▶ [EXERCISE DIRECTIONS]: Keeping pictures out, repeat the lines of the listing below exactly, starting at its first line and finishing with the one that holds "124 134 L 90".

▶ [DATASET]:
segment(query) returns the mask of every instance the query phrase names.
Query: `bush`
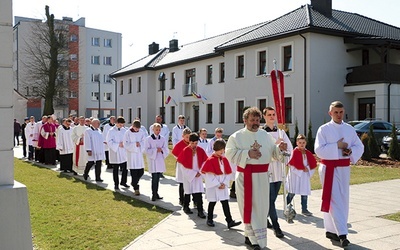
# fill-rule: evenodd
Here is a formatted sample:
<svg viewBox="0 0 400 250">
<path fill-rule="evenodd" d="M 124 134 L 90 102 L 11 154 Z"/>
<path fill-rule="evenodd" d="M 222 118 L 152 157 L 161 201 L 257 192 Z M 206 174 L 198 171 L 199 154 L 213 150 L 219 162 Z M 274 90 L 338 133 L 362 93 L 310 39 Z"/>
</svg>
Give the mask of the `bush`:
<svg viewBox="0 0 400 250">
<path fill-rule="evenodd" d="M 364 144 L 364 153 L 362 154 L 361 159 L 363 159 L 365 161 L 370 161 L 372 159 L 371 151 L 369 150 L 369 147 L 368 147 L 368 141 L 369 141 L 369 136 L 367 133 L 364 133 L 361 136 L 361 142 L 362 142 L 362 144 Z"/>
<path fill-rule="evenodd" d="M 296 123 L 294 126 L 293 148 L 295 148 L 297 146 L 296 139 L 297 139 L 298 135 L 299 135 L 299 123 L 297 122 L 297 119 L 296 119 Z"/>
<path fill-rule="evenodd" d="M 369 137 L 368 148 L 369 148 L 369 151 L 371 152 L 371 157 L 379 158 L 379 155 L 381 154 L 381 150 L 378 146 L 378 143 L 376 142 L 372 126 L 369 126 L 368 137 Z"/>
<path fill-rule="evenodd" d="M 308 123 L 308 131 L 307 131 L 307 146 L 306 148 L 314 154 L 314 139 L 312 136 L 312 125 L 311 125 L 311 120 Z"/>
<path fill-rule="evenodd" d="M 392 141 L 389 144 L 388 156 L 393 160 L 400 160 L 400 146 L 399 140 L 397 140 L 397 131 L 394 124 L 390 136 L 392 137 Z"/>
</svg>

▶ [SOLUTION]:
segment(query) returns the mask of every instance the query phrase names.
Query: `bush`
# fill-rule: evenodd
Here is a formatted sample:
<svg viewBox="0 0 400 250">
<path fill-rule="evenodd" d="M 124 134 L 90 102 L 11 154 Z"/>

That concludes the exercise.